[Dataset excerpt]

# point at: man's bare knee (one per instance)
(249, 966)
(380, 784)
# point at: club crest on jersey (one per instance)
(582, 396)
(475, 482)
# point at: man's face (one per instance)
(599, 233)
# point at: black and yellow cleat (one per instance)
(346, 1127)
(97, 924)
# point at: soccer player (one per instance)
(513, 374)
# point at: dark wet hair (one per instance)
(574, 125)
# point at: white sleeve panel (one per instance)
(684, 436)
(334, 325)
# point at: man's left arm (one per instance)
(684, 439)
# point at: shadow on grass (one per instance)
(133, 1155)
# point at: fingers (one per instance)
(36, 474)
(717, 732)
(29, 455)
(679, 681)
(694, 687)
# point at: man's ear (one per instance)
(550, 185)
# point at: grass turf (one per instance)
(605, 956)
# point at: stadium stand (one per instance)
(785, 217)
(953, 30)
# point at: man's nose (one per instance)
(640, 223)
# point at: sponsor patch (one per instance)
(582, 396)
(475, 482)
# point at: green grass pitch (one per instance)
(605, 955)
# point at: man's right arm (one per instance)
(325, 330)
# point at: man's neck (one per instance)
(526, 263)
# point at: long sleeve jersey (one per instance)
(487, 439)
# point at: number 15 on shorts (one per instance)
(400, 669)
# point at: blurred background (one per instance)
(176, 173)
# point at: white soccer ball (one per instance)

**Stated exercise:** Retype every item above verbatim, preserving each line and its order.

**Completed exercise:**
# point at: man's bare knee (one per instance)
(249, 966)
(380, 784)
# point at: club crest on jersey (one per instance)
(582, 396)
(475, 482)
# point at: man's face (one per instance)
(599, 233)
# point at: black and yellow cleat (one per instance)
(346, 1127)
(97, 924)
# point at: soccer player (one per instance)
(513, 374)
# point at: dark wet hair (one per instance)
(574, 125)
# point at: white sleeve panel (one per instance)
(684, 436)
(334, 325)
# point at: man's left arm (one per instance)
(684, 439)
# point at: shadow on grass (one per instance)
(133, 1155)
# point at: fingers (one per instance)
(36, 474)
(717, 732)
(29, 455)
(679, 681)
(694, 687)
# point at: man's ear (one per instance)
(550, 185)
# point at: grass turf (one per instance)
(605, 956)
# point at: stadium stand (one per instance)
(785, 217)
(953, 30)
# point at: man's nose (one per instance)
(640, 223)
# point at: sponsor patch (one per instance)
(582, 396)
(475, 482)
# point at: green grass pitch (one per instance)
(605, 955)
# point at: man's right arm (one per instance)
(325, 330)
# point at: man's neck (one per instance)
(526, 263)
# point at: long sleeve jersey (one per instance)
(487, 439)
# point at: number 15 on shorts (one per instance)
(400, 669)
# point at: blurred background (one per instance)
(176, 173)
# point at: white soccer ball (one per instance)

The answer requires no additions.